**Problem to solve:**
Each record below needs to be written out exactly as it reads.

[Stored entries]
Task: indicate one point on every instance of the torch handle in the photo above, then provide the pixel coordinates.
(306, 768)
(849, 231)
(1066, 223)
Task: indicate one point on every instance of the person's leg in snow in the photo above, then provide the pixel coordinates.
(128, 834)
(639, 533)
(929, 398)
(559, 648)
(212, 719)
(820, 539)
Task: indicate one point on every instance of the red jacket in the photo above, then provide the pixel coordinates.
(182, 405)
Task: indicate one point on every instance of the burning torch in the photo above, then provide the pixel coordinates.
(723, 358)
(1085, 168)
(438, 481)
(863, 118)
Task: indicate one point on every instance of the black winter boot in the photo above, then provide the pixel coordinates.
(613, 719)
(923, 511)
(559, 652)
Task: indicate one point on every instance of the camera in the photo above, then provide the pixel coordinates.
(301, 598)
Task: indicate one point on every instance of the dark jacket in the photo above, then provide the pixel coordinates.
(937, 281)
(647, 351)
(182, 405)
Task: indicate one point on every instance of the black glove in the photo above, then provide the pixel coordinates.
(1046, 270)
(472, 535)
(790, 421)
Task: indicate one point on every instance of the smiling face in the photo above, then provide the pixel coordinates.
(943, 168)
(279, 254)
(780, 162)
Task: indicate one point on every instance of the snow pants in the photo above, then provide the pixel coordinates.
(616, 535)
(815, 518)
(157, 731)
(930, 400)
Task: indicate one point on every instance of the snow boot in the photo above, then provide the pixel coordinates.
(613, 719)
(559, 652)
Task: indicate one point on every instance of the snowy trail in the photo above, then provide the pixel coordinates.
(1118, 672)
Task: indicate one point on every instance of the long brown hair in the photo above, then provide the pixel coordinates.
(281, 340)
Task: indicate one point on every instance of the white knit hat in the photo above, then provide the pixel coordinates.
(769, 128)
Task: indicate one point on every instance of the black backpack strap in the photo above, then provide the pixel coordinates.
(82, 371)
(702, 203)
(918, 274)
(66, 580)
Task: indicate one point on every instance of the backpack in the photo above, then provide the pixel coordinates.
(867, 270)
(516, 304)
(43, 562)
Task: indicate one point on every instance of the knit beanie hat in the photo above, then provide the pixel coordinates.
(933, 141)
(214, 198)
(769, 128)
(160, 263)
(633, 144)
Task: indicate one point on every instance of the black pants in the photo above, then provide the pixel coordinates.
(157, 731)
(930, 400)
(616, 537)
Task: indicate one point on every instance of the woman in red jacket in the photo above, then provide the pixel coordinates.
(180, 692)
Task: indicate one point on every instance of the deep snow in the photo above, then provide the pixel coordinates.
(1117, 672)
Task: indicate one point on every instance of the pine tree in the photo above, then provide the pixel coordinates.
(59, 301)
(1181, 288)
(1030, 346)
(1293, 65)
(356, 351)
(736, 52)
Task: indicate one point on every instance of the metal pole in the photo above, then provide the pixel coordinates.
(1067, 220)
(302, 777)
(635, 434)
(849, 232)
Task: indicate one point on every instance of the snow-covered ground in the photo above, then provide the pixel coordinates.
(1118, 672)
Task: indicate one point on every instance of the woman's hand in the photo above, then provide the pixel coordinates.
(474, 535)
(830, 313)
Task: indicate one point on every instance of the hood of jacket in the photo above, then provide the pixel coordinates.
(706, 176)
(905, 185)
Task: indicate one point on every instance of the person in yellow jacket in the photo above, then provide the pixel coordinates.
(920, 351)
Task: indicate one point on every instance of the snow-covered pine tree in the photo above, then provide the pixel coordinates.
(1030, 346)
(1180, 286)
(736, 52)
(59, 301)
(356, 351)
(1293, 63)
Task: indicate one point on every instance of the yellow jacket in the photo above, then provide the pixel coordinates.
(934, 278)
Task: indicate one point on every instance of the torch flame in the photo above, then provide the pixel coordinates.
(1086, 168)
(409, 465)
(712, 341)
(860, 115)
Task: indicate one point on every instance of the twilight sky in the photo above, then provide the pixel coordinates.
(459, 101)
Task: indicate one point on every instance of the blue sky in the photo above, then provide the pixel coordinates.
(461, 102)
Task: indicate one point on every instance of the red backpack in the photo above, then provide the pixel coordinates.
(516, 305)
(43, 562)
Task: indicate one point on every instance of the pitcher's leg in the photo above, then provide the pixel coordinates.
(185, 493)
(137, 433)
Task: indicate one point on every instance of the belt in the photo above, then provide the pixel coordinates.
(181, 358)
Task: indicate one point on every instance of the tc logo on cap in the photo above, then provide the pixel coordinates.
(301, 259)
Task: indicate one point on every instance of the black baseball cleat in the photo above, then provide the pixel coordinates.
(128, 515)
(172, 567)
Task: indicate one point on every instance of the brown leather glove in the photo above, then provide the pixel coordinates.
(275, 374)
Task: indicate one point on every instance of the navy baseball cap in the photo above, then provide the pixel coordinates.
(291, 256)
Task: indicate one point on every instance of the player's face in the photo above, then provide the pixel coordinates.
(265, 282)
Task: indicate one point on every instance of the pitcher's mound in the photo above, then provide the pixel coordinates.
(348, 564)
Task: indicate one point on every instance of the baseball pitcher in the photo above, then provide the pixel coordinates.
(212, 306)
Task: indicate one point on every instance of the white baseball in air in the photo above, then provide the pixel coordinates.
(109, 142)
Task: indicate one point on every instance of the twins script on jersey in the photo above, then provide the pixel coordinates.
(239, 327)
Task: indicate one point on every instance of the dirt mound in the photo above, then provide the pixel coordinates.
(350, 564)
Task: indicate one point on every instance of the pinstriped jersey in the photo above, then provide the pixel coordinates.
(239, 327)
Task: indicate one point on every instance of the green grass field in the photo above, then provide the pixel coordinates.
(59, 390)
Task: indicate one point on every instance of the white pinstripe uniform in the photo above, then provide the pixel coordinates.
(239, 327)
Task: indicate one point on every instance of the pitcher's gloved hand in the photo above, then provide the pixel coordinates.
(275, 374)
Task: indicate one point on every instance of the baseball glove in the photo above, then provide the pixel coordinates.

**Reply to the task:**
Task: indicate one point on every instance of the torch handle in the photo above, then provide the pixel coordinates.
(306, 768)
(849, 231)
(1066, 223)
Task: indicate one point on every instance of the person's leg in snow in the photo above, then provide the pixel coordinates.
(128, 834)
(639, 533)
(929, 398)
(559, 648)
(212, 719)
(820, 539)
Task: indicate one point on every instance of the red jacket in the photo above, then provide the pixel coordinates.
(182, 405)
Task: indicate one point on every instance of the burning torch in the photo above, then provide the pixel coordinates.
(723, 358)
(1085, 168)
(438, 481)
(863, 118)
Task: indicate one point on every instance of the black winter boot in the photo above, then provide the pixel coordinates.
(613, 719)
(923, 511)
(559, 652)
Task: indicate one point on every instance of the camera in the photo above, then provide the pixel coordinates.
(301, 598)
Task: indicate one point on every instance of the dark jacket in the photo above, then provide the pixel coordinates.
(937, 281)
(647, 351)
(182, 405)
Task: indicate one point on every instance of the black glove in the photo above, then provide the pixel coordinates.
(1046, 270)
(472, 535)
(790, 421)
Task: indicate one point on every instance of the smiling face in the photo above, then provide the pixel coordinates.
(943, 168)
(279, 254)
(780, 162)
Task: indicate one point on every instance of the snow pants in the photo above, then provide the pixel coordinates.
(616, 535)
(815, 518)
(157, 731)
(930, 400)
Task: indicate one point on every instance of the snow boot in the photo above, then provide the pixel coordinates.
(613, 719)
(559, 652)
Task: indicate one point on every instance of the snowy trail in the photo above, then provide the pixel coordinates.
(1118, 672)
Task: indicate one point on every instance of the long brown hair in the photo above, then provide the pixel coordinates.
(281, 340)
Task: indicate one point on every instance of the white knit hat in the photo above, then provide the pixel coordinates.
(769, 128)
Task: indicate one point on every instance of the black backpack strap in the photo above, then provide the pixel coordinates.
(82, 371)
(702, 203)
(918, 274)
(66, 580)
Task: indicate one point on every instance of the backpack in the photo above, then provide the pixel coordinates.
(867, 270)
(516, 304)
(43, 562)
Task: indicate one point on every instance of the knit beanie hat in the photo above, then provide the pixel coordinates.
(933, 141)
(214, 198)
(769, 128)
(160, 263)
(633, 144)
Task: indicate one point on every instance of the black pants in the photo above, then provide the pixel coordinates.
(157, 731)
(930, 400)
(616, 537)
Task: indicate one point on every instance of the woman in red jacket in the photo above, then provide the pixel coordinates.
(180, 692)
Task: indicate one point on every instance of the deep snow in the photo above, then provide the pixel coordinates.
(1117, 672)
Task: indicate one point on every instance of the pine tree in the photo above, then provide the pixel coordinates.
(59, 301)
(1181, 288)
(1030, 346)
(1293, 65)
(356, 351)
(736, 52)
Task: indicate one point on every instance of the metal pole in the photo above, then provide the pixel coordinates.
(1067, 220)
(302, 777)
(635, 434)
(849, 232)
Task: indicate one point on every instance of the snow-covered ground in the photo above, then provide the pixel coordinates.
(1118, 672)
Task: indicate one point on every instance of the woman's hand in the photo above, then provide the pixel coordinates.
(474, 535)
(830, 313)
Task: indicate one point on every instance of the hood of jacket in the photo above, then provide the pixel coordinates.
(706, 176)
(905, 185)
Task: indicate one point on every instance of the person in yellow jacket in the photo above, then provide the pixel coordinates.
(920, 351)
Task: indicate one point on every instance of the snow-covered pine tree in the photo above, then provide the pixel coordinates.
(1030, 346)
(1180, 286)
(736, 52)
(59, 301)
(356, 351)
(1293, 63)
Task: indicate one point on every instance of the yellow jacket in the photo above, then provide the pixel coordinates.
(934, 278)
Task: indicate one point on every instance of the torch flame in the photo above, then provide the pixel coordinates.
(1086, 168)
(409, 465)
(712, 341)
(860, 115)
Task: indicate one point on every instance of the twilight sky in the photo above, then provide the pixel coordinates.
(459, 101)
Task: indicate one point on every instance of the blue sky in the photo above, then provide the pixel coordinates.
(461, 102)
Task: indicate one point on every instance of the red backpack in the photo above, then provide the pixel coordinates.
(516, 305)
(43, 562)
Task: indicate one point on every instance of the pitcher's leg in the photo above, then provide the pixel coordinates.
(185, 493)
(137, 433)
Task: indicate one point on every instance of the belt in the photo above, then provide the pixel coordinates.
(181, 358)
Task: indicate one point on every instance of the tc logo on cap in the photo above, then provide the pixel coordinates.
(301, 259)
Task: indicate one point on every instance of the black baseball cleat in the photo above, then provide the pixel coordinates.
(128, 515)
(172, 567)
Task: indicate one point on every instance of the brown leather glove in the photo above, then provide the pixel coordinates.
(275, 374)
Task: indicate one point on every instance of the navy baseball cap in the photo above, then provide the pixel coordinates.
(291, 256)
Task: indicate one point on every instance of the player's face in the photo above, then provide the pixel coordinates.
(265, 282)
Task: indicate one point on every instance of the pitcher's mound in the photo above, then provide the pixel coordinates.
(348, 564)
Task: indicate one point on every instance of the baseball pitcher in the photo above, then provide the pixel coordinates.
(212, 306)
Task: indicate one point on every instance of the white baseball in air in the photo above, then provide the pixel coordinates.
(109, 142)
Task: indicate one point on every instance of the twins script on jersey in the photo above, then provide the pixel coordinates.
(239, 327)
Task: indicate one point on every instance of the dirt mound in the photo above, then provide the pixel coordinates.
(350, 564)
Task: indicate one point on every instance of the pinstriped jersey in the photo above, then provide the pixel coordinates.
(239, 327)
Task: indicate one point on every instance of the green grass field in the photo above, then provide the pixel coordinates.
(59, 390)
Task: indicate one point on every instance of the white pinstripe uniform in the photo above, then provide the pixel coordinates.
(239, 327)
Task: indicate one point on every instance of the pitcher's gloved hand in the photo above, then provide the pixel coordinates.
(275, 374)
Task: indicate one point on every instance of the baseball glove in the photo above, then provide the pixel coordinates.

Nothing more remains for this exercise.